Alman-Türkiye tarihi ve ilişkileri konusunda uzun zamandan beri araştırmalar yapan gazeteci Dr. Nikolaus Brauns, Almanya'da tutuklanan 3 MİT'çi ile ilgili çarpıcı açıklamalarda bulundu.
Gülen cemaatine yakın gazetecilerin tutuklanmasından 3 gün sonra MİT'çilerin tutuklandığını ve bunun tesadüf olmadığını söyleyen Nikolaus Brauns, bu tutuklamalar ile Almanya'nın Erdoğan'a uyarı atışında bulunduğunu iddia etti.
İşte o açıklamalar:
Brauns'un aynı zamanda sosyalist günlük ‘Junge Welt' gazetesinde Türkiye ve Ortadoğu uzmanı olarak düzenli makaleler kaleme alıyor.
Brauns aynı zamanda Federal Sol Parti Meclis Grubu İç Politika Sözcüsü ve Federal Milletvekili Ulla Jelpke'nin de Basın Sözcüsü olarak görev yapmakta.

Çalışılacak Görev => Almanya'da tutuklanan MİT'çilerle ilgili kaynak metni baştan sona, hiçbir değişiklik yapmadan kopyalayın. Öğelerin bu çalışmayla hiçbir ilgisi yoktur.

Veri kümesi girdileri
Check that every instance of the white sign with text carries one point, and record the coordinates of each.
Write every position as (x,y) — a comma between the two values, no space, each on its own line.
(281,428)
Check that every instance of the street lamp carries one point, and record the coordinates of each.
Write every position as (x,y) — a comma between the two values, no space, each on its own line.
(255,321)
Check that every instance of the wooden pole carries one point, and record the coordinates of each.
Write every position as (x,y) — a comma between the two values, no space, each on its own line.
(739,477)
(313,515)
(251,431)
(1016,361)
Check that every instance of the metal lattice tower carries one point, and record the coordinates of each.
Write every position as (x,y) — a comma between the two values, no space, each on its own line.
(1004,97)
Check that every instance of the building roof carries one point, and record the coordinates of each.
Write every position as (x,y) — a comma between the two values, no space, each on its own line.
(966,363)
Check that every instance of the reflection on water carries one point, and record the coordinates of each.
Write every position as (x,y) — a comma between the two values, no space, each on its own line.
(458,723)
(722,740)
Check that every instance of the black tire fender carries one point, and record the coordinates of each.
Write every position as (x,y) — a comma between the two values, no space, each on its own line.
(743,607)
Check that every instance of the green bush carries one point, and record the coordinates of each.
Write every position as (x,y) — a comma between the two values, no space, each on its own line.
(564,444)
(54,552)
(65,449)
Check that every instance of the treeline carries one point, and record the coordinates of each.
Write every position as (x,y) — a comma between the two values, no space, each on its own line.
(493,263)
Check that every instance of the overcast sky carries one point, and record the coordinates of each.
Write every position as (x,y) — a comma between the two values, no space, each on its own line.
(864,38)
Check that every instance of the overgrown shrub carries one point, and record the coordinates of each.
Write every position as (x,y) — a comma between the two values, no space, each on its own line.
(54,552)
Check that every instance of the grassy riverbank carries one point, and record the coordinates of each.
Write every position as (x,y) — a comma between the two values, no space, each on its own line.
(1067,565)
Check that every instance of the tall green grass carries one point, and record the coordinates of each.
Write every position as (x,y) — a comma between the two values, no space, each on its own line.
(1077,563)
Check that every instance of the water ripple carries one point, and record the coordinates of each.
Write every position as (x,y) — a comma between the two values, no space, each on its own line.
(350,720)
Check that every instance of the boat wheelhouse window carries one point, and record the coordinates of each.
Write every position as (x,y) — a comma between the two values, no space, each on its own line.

Alıştırma Yanıtı =>
Alman-Türkiye tarihi ve ilişkileri konusunda uzun zamandan beri araştırmalar yapan gazeteci Dr. Nikolaus Brauns, Almanya'da tutuklanan 3 MİT'çi ile ilgili çarpıcı açıklamalarda bulundu.
Gülen cemaatine yakın gazetecilerin tutuklanmasından 3 gün sonra MİT'çilerin tutuklandığını ve bunun tesadüf olmadığını söyleyen Nikolaus Brauns, bu tutuklamalar ile Almanya'nın Erdoğan'a uyarı atışında bulunduğunu iddia etti.
İşte o açıklamalar:
Brauns'un aynı zamanda sosyalist günlük ‘Junge Welt' gazetesinde Türkiye ve Ortadoğu uzmanı olarak düzenli makaleler kaleme alıyor.
Brauns aynı zamanda Federal Sol Parti Meclis Grubu İç Politika Sözcüsü ve Federal Milletvekili Ulla Jelpke'nin de Basın Sözcüsü olarak görev yapmakta.